Instruções da tarefa:
Transcreva, sem qualquer alteração, tudo o que vai desde «Magistrado ResponsávelF» até «Relação de Guimarães.» no acórdão sobre a contumácia do arguido.

Excerto da página:

=====

Acórdão nº 415/08.6GBVVD.G1 de Tribunal da Relação de Guimarães, 20 de Novembro de 2017

Magistrado ResponsávelF
Data da Resolução20 de Novembro de 2017
EmissorTribunal da Relação de Guimarães

Acordam, em conferência, no Tribunal da Relação de Guimarães.

(Secção Penal) Relatora: Fátima Furtado; adjunta: Laura Maurício.

  1. RELATÓRIO No processo abreviado n.º 415/08.6GBVVD, da instância local de Vila Verde, secção criminal, juiz 1, da comarca de Braga, em que é arguido H. C., com os demais sinais dos autos, foi delarada cessada a situação de contumácia em que este se encontrava, por despacho datado de 23 de setembro de 2016, com o seguinte teor: «O arguido veio requerer o seu julgamento na ausência, o que configura uma das situações em não pode ser declarado contumaz, conforme dispõe o artigo 335º n.º 1 do Código de Processo Penal, que exclui da possibilidade de declaração de contumácia, os casos do artigo 334.° n.° 2. Ora, se nessa situação nem sequer se poderia declarar o arguido contumaz, não faz qualquer sentido «força-lo» a manter-se nessa situação só porque as coisas aconteceram pela ordem inversa, ou seja, primeiro foi declarado contumaz e depois veio requerer o julgamento na sua ausência... Atento o escopo do instituto da contumácia, entendemos que o requerimento para julgamento na ausência poderá equiparar-se à apresentação a juízo.

Cumpre notar que este caso não tem exatamente os mesmos pressupostos daquele sobre o qual versa o Acórdão de fixação de Jurisprudência n.º 5/2014, de 21-5-2014, neste caso o arguido colocou-se ao dispor do Tribunal para ser julgado, fez o que estava ao seu alcance para tal, pretendendo exatamente que o processo prossiga. Cumpre notar que não está ao alcance do arguido fazer mais do que aquilo que já requereu de modo a impulsionar os autos, o arguido está em cumprimento de pena num país estrangeiro, não está na sua disposição deslocar-se a Portugal para se apresentar ou para prestar termo de identidade residência... Não permitir que o arguido seja julgado, conforme é sua pretensão, prejudica o arguido, prejudica o processo e prejudica a descoberta da verdade material.

Assim, e salvo o devido respeito pela orientação seguida na promoção que antecede, entendemos que, no caso concreto a atitude do arguido tem que ser entendida como apresentação a julgamento, isto é claramente «uma atuação do arguido de colocação à disposição do processo, de forma a que se mostre assegurada a possibilidade da sua ulterior tramitação».

Pelo exposto, decide-se: 1.º julgar cessada a contumácia; 2.º insistir pelo cumprimento da carta rogatória.

=====

Secção de dados:
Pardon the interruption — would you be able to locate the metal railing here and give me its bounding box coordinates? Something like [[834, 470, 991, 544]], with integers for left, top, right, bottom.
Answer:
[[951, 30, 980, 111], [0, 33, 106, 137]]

=====

Problema resolvido:
Magistrado ResponsávelF
Data da Resolução20 de Novembro de 2017
EmissorTribunal da Relação de Guimarães

Acordam, em conferência, no Tribunal da Relação de Guimarães.